**Work task**
Reproduce every row below word for word, omitting the pictures.

**Material provided**

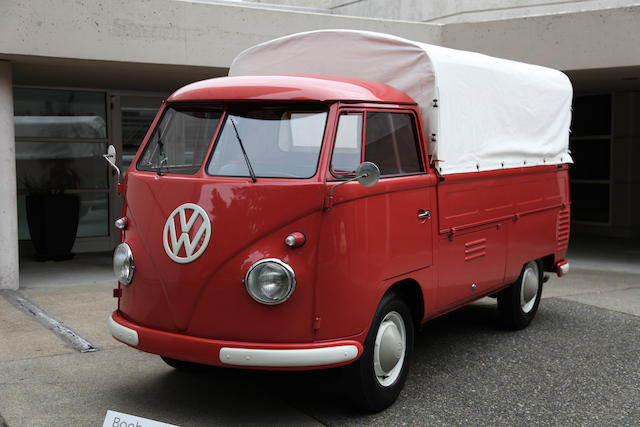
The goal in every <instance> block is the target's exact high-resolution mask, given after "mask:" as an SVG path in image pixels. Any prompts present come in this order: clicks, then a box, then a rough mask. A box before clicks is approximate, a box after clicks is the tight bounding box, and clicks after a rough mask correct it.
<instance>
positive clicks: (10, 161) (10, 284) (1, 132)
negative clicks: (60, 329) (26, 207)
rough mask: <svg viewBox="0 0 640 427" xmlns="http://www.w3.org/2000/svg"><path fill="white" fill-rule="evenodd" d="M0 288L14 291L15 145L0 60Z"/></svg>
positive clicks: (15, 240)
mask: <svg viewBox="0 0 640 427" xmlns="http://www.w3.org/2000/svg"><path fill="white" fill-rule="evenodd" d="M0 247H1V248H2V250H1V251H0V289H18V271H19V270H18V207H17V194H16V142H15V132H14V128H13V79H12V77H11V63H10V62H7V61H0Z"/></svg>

**Answer area**
The goal in every <instance> block is the target's exact high-resolution mask, given after "mask:" as an SVG path in image pixels. Any prompts present come in this order: clicks, then a box, then a rough mask. A box before clicks is approximate, a box after clicks is the tight bounding box, and clicks after a rough mask correct it.
<instance>
positive clicks: (10, 161) (10, 284) (1, 132)
negative clicks: (60, 329) (26, 207)
rough mask: <svg viewBox="0 0 640 427" xmlns="http://www.w3.org/2000/svg"><path fill="white" fill-rule="evenodd" d="M0 288L14 291L15 145L0 60Z"/></svg>
positive clicks: (15, 240)
mask: <svg viewBox="0 0 640 427" xmlns="http://www.w3.org/2000/svg"><path fill="white" fill-rule="evenodd" d="M0 247H1V248H2V250H1V251H0V289H18V271H19V270H18V207H17V194H16V142H15V132H14V128H13V79H12V77H11V63H10V62H7V61H0Z"/></svg>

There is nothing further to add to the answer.